Teks Dokumen:
• • • • •

KENAPA AKU MEMILIH NAHDLATUL ULAMA?

Suatu malam dengan ditemani secangkir kopi yang tidak menentu rasanya, pahit manis bercampur dengan kadar yang tidak sesuai aturan seperti tercantum dalam bungkus kopi, kubaca sebuah tulisan tentang kisah seorang wali bersama seseorang muridnya yang menanyakan konsep tauhid. Sebuah kisah yang memberikan gambaran sederhana tentang cara para wali menyampaikan kebenaran nilai-nilai agama tanpa melukai perasaan orang lain, pemeluk agama lain ataupun orang yang belum mengenal agama.

Pernah ada murid salah satu anggota Walisongo yang ragu pada konsep tauhid bertanya, "Tuhan kok jumlahnya satu? Apa nanti tidak kerepotan dan ada yang terlewat tidak diurus?"
Sunan yang ditanyai hal tersebut hanya tersenyum sejuk mendengarnya. Justru beliau minta ditemani murid tersebut menonton pagelaran wayang kulit.

Singkat cerita, sunan tersebut berkata pada muridnya, "Bagus ya cerita wayangnya..." Si murid pun menjawab penuh semangat tentang keseruan lakon wayang malam itu. "Oh iya, bagaimana menurutmu kalau dalangnya ada dua atau empat orang?" tanya sunan tersebut. Si murid langsung menjawab, "Justru lakon wayangnya bisa bubar. Dalang satu ambil wayang ini, dalang lain ambil wayang yang lain, bisa-bisa tabrakan."
Sang guru hanya tersenyum dan mengangguk-angguk mendengar jawaban polos tersebut. 

Seketika itu pula si murid beristighfar dan mengaku sudah paham konsep tauhid. Begitulah "isi" dakwah Walisongo; menjaga perasaan orang lain.

Itulah sepenggal kisah yang menarik perhatianku diantara beberapa kisah inspiratif yang menggambarkan kesabaran para penyebar agama islam di Nusantara. Keberadaan umat muslim yang saat ini menjadi "mayoritas"  di negeri ini jika dilihat dari sisi jumlah pemeluk agamanya merupakan hasil dari ratusan tahun perjuangan para ulama sebagai pewaris para nabi. Dakwah yang mengedepankan akhlak mulia menjadi metode yang sangat ampuh untuk menarik perhatian masyarakat sehingga tanpa paksaan mereka menjadi murid / santri. Dengan prinsip sami'naa wa atho'naa masyarakat menjalankan syariat agama sesuai dengan arahan para masyayih dan guru spiritual tanpa banyak bertanya "mana dalilnya?", "apakah dasarnya shohih?" dan sebagainya.

• • • • •

Cuplikan Data:
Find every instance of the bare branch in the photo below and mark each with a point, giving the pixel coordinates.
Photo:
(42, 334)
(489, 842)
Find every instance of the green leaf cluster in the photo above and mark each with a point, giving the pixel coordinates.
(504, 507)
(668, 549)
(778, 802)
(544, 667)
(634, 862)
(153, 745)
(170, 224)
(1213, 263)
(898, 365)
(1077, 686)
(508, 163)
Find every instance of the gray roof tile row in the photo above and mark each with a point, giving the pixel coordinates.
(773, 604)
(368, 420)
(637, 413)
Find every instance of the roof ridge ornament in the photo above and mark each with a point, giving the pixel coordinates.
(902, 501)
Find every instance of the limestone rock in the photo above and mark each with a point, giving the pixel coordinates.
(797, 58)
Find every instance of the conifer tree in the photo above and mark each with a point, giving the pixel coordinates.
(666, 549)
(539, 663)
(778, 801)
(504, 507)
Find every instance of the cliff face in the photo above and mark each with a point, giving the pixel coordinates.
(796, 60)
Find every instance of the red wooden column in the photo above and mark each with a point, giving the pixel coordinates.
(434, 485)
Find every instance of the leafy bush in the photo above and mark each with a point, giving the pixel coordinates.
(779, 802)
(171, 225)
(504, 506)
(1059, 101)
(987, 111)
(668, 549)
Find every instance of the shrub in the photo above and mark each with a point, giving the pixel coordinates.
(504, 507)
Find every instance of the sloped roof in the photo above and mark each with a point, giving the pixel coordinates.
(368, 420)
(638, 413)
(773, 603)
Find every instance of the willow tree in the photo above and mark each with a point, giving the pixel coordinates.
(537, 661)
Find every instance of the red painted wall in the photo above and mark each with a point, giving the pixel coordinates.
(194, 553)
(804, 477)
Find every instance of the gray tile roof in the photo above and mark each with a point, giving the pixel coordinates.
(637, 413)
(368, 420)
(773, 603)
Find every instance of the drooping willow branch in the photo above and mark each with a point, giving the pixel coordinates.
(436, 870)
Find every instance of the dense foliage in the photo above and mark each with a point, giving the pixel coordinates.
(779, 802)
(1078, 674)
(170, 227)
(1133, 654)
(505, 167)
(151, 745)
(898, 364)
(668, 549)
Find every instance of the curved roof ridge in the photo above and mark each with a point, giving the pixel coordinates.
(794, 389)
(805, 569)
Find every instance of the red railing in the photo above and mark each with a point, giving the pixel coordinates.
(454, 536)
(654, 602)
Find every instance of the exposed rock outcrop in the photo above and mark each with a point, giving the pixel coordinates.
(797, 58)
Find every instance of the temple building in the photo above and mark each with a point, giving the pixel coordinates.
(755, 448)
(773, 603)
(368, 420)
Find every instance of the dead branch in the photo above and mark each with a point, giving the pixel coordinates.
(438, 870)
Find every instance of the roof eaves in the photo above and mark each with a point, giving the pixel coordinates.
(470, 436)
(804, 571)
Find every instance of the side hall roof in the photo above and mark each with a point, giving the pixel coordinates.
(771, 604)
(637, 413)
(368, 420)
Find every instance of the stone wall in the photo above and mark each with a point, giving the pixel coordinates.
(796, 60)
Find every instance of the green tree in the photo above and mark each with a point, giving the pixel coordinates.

• • • • •

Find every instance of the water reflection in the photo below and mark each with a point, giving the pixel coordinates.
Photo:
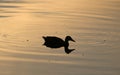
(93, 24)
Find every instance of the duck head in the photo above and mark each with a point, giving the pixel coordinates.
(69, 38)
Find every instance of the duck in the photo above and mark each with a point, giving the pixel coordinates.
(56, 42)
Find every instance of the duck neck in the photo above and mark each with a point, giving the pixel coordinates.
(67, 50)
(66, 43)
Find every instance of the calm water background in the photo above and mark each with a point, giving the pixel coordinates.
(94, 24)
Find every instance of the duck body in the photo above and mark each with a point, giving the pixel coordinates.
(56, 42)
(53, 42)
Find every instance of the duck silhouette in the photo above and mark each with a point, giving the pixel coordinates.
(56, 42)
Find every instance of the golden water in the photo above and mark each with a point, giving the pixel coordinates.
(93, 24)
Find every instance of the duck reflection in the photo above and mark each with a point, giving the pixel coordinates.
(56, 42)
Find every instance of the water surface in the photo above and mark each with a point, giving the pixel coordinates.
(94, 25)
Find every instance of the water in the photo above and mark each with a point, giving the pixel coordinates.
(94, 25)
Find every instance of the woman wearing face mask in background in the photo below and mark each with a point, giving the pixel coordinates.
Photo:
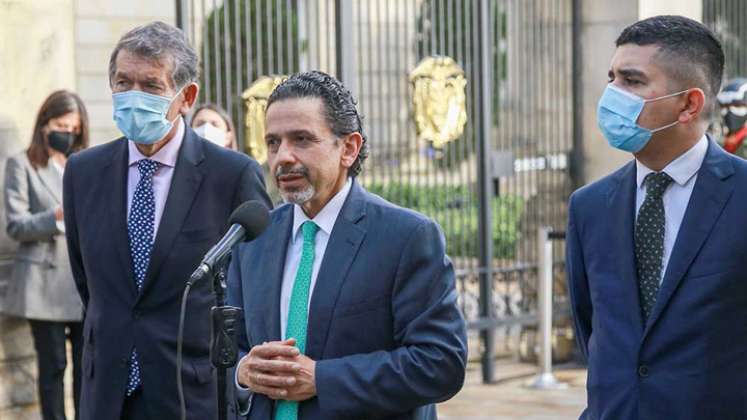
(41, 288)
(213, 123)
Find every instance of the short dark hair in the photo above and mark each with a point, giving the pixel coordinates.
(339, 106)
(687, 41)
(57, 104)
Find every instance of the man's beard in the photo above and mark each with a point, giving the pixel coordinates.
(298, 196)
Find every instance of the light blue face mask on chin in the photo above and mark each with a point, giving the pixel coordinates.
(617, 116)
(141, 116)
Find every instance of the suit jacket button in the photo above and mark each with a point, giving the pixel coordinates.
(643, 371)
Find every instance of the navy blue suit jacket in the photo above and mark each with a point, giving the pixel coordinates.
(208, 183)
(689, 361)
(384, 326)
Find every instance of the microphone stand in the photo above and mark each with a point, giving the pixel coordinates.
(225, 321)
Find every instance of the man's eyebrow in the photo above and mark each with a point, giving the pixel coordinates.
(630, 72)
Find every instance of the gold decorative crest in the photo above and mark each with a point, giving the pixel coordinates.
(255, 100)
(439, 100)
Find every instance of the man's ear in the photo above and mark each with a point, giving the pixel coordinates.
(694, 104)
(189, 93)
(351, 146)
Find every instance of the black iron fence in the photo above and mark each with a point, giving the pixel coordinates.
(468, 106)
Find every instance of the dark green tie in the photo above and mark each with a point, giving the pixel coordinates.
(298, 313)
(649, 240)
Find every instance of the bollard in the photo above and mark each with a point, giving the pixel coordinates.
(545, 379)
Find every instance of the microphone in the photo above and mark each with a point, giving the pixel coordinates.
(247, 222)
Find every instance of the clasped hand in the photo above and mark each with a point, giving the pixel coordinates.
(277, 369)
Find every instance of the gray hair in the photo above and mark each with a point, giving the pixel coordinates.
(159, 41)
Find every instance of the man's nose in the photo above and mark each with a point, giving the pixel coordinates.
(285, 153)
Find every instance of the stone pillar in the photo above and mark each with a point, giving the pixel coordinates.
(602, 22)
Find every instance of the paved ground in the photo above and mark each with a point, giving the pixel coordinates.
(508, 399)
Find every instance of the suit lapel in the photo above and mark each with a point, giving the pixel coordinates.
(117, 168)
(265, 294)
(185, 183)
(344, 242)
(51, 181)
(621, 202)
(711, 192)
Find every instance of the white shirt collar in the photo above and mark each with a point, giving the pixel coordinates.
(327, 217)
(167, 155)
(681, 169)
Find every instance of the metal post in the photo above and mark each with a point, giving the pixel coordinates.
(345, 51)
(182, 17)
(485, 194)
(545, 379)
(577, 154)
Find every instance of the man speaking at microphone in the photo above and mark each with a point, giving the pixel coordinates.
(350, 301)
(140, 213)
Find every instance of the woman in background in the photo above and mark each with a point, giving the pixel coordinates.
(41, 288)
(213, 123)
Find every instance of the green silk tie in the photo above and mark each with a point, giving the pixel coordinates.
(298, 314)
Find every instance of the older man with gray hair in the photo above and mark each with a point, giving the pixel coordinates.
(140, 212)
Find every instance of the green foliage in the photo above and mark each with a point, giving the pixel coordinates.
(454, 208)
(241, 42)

• • • • •

Tugas dan Latihan:
1 – Menurut teks tentang kisah dakwah Walisongo, perasaan pihak mana saja yang tidak dilukai ketika para wali menyampaikan kebenaran nilai-nilai agama? Sebutkan semuanya.
2 – Tuliskan kelanjutan teks tentang alasan memilih Nahdlatul Ulama, dimulai sesudah kalimat terakhirnya.

Jawaban:
1 – orang lain; pemeluk agama lain; orang yang belum mengenal agama

2 –
Metode dakwah yang didasari akhlakul karimah semacam inilah yang aku lihat masih istiqomah dijalankan oleh Nahdlatul Ulama di tengah masyarakat yang semakin kompleks. Dengan prinsip at-tawassuth, at-tawazun, al-i'tidal dan tasamuh NU secara istiqomah berusaha mempertahankan ukhuwah islamiyah, ukhuwah wathoniyah dan ukhuwah basyariyah demi menjaga persatuan dan kesatuan bangsa dan mengawal keberadaan Negara Kesatuan Republik Indonesia.

At-tawassuth atau sikap tengah-tengah, sedang-sedang, tidak ekstrim kiri ataupun ekstrim kanan.

At-tawazun atau seimbang dalam segala hal, terrnasuk dalam penggunaan dalil 'aqli (dalil yang bersumber dari akal pikiran rasional) dan dalil naqli (bersumber dari Al-Qur’an dan Hadits).

Al-i'tidal atau tegak lurus.

Tasamuh atau toleransi. Yakni menghargai perbedaan serta menghormati orang yang memiliki prinsip hidup yang tidak sama. Namun bukan berarti mengakui atau membenarkan keyakinan yang berbeda tersebut dalam meneguhkan apa yang diyakini.

Menurut KH Ahmad Shiddiq dalam Khitthah Nahdliyah, menyatakan bahwa prinsip-prinsip ahlussunnah wal jama'ah tersebut dapat diwujudkan dengan : 

1. Akidah. 
a. Keseimbangan dalam penggunaan dalil 'aqli dan dalil naqli. 
b. Memurnikan akidah dari pengaruh luar Islam. 
c. Tidak gampang menilai salah atau menjatuhkan vonis syirik, bid'ah apalagi kafir. 

2. Syari'ah 
a. Berpegang teguh pada Al-Qur'an dan Hadits dengan menggunanakan metode yang dapat dipertanggung­jawabkan secara ilmiah. 
b. Akal baru dapat digunakan pada masalah yang yang tidak ada nash yang jelas (sharih/qotht'i). c. Dapat menerima perbedaan pendapat dalam menilai masalah yang memiliki dalil yang multi-interpretatif (zhanni). 

3. Tashawwuf/ Akhlak 
a. Tidak mencegah, bahkan menganjurkan usaha memperdalam penghayatan ajaran Islam, selama menggunakan cara-cara yang tidak bertentangan dengan prinsip-prinsip hukum Islam. 
b. Mencegah sikap berlebihan (ghuluw) dalam menilai sesuatu.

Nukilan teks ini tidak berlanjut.